**Work to complete**
Please repeat the passage from the Tadawul interview word for word, starting at "The upshot? A" and ending at "small- and mid-caps?".

**Selected text**
[Begin]
Posted inFIVE QUESTIONS

Franklin Templeton’s Salah Shamma on what a US-Iran deal would mean for Tadawul

What happens to Saudi equities the day a lasting peace pact is signed? The question has moved to the forefront of investors’ minds as the diplomatic track lurches between collapse and revival. While a fragile, Pakistan-mediated ceasefire has held in fits and starts since April, the Islamabad talks ultimately broke down over the two most contentious points: the reopening of the Strait of Hormuz and the status of Iran's nuclear program. A US naval blockade has kept the waterway throttled since.

BACKGROUND- Tehran suspended back-channel contact again at the start of this month, sending crude sharply higher, even as US President Donald Trump insists an agreement to reopen Hormuz and extend the ceasefire is reachable within weeks.

The upshot? A fear premium remains baked into Gulf valuations, and the upside if it unwinds is, for now, a hypothetical that investors are only beginning to price.

We put five questions to Salah Shamma, head of MENA equities at Franklin Templeton, on how Tadawul re-rates if that premium clears and whether Saudi or the UAE captures the rebound. Edited excerpts from our conversation:

EnterpriseAM: If a pact lands and the risk premium unwinds, what re-rates first on Tadawul: the large-cap, PIF-adjacent names or the small- and mid-caps?

Salah Shamma: We expect the big names to recover first. Foreign money tends to go into the largest, easiest-to-trade stocks before anything else, such as the banks and the big consumer companies. The smaller companies sit out the first move, then catch up quickly once local confidence returns.

E: You’ve said crises create opportunity and that you expect a decisive policy response that accelerates the transformation. What pays off on a pact?

SS: It’s a confidence story and a spending story. Peace strips the fear premium out of the market and makes money cheaper, which lifts valuations across the board, with banks gaining most as the government leans on them to fund the investment plans, channeling capital through the sector to carry the next leg of spending.

That same shift runs deeper. The war showed how exposed the region is, and when one waterway can choke off a fifth of the world's oil, the lesson is to build backups. A pact pulls forward years of resilience spending into a short window — think new pipelines and routes that bypass chokepoints like Hormuz, alternative ports and overland links, and a step-up in tech and cybersecurity to protect critical systems.

For investors, that money lands in clear places: oil infrastructure, logistics and ports, and telecom and IT. The appeal is that it’s government-led and defensive. It keeps flowing regardless of what oil does, which makes it steadier than a straight wager on crude. And it’s regional, not just Saudi — the rest of the GCC faces the same push to turn resilience from a slogan into a budget line.
[End]
**Data excerpts**
[Begin]
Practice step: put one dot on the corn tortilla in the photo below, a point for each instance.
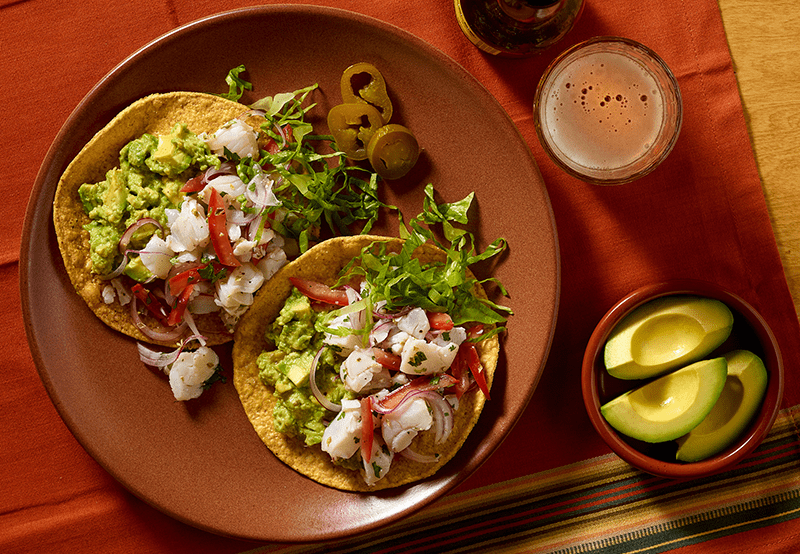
(323, 263)
(154, 114)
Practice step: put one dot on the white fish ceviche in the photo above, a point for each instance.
(383, 368)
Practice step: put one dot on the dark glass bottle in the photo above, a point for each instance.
(516, 28)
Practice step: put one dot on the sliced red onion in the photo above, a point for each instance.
(417, 457)
(160, 336)
(282, 133)
(225, 168)
(312, 382)
(393, 315)
(155, 358)
(238, 217)
(254, 111)
(203, 304)
(189, 320)
(441, 409)
(442, 415)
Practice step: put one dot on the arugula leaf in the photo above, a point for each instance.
(315, 189)
(236, 85)
(400, 280)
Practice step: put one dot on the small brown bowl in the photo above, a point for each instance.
(750, 332)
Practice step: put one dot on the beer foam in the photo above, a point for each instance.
(603, 110)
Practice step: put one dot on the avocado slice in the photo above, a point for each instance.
(744, 390)
(665, 334)
(670, 406)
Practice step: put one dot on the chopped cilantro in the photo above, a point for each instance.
(418, 358)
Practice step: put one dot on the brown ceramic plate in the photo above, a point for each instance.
(201, 461)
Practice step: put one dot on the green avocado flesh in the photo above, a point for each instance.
(740, 400)
(670, 406)
(665, 334)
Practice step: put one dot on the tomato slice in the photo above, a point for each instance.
(183, 279)
(151, 302)
(218, 229)
(389, 360)
(176, 315)
(440, 321)
(473, 361)
(320, 292)
(423, 383)
(367, 429)
(460, 371)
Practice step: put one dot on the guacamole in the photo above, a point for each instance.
(149, 179)
(287, 368)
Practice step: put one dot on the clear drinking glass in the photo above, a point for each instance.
(608, 110)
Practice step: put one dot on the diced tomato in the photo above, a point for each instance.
(176, 315)
(151, 302)
(473, 362)
(475, 331)
(440, 321)
(218, 229)
(179, 282)
(423, 383)
(320, 292)
(195, 184)
(460, 371)
(367, 429)
(389, 360)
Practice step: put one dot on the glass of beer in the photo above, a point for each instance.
(608, 110)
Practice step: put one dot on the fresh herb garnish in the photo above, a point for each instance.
(236, 85)
(445, 286)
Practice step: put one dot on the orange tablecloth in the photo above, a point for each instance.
(552, 484)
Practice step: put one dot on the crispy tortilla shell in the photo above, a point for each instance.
(323, 263)
(155, 114)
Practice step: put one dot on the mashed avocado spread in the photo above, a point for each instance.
(287, 369)
(152, 170)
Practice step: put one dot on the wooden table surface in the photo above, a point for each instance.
(764, 38)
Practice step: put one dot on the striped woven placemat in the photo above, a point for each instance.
(601, 505)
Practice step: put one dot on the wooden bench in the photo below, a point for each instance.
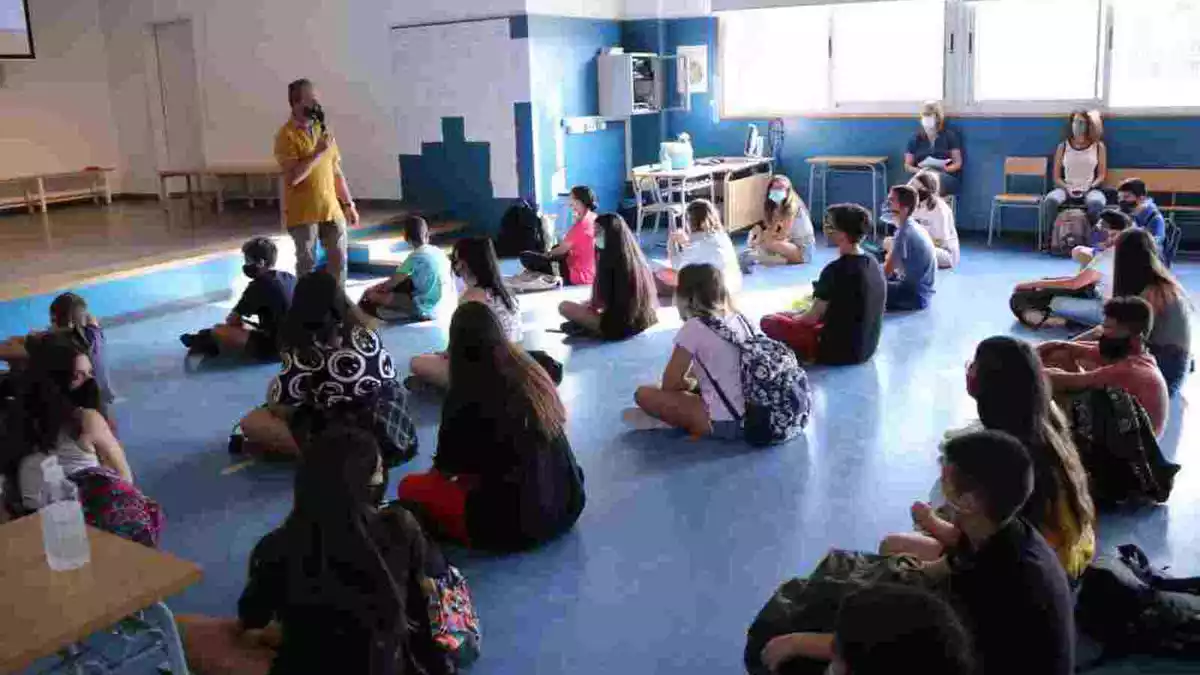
(35, 193)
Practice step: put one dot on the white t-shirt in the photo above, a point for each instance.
(721, 359)
(714, 249)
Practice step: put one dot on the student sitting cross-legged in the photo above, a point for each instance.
[End]
**Finished exercise**
The upshot? A fear premium remains baked into Gulf valuations, and the upside if it unwinds is, for now, a hypothetical that investors are only beginning to price.

We put five questions to Salah Shamma, head of MENA equities at Franklin Templeton, on how Tadawul re-rates if that premium clears and whether Saudi or the UAE captures the rebound. Edited excerpts from our conversation:

EnterpriseAM: If a pact lands and the risk premium unwinds, what re-rates first on Tadawul: the large-cap, PIF-adjacent names or the small- and mid-caps?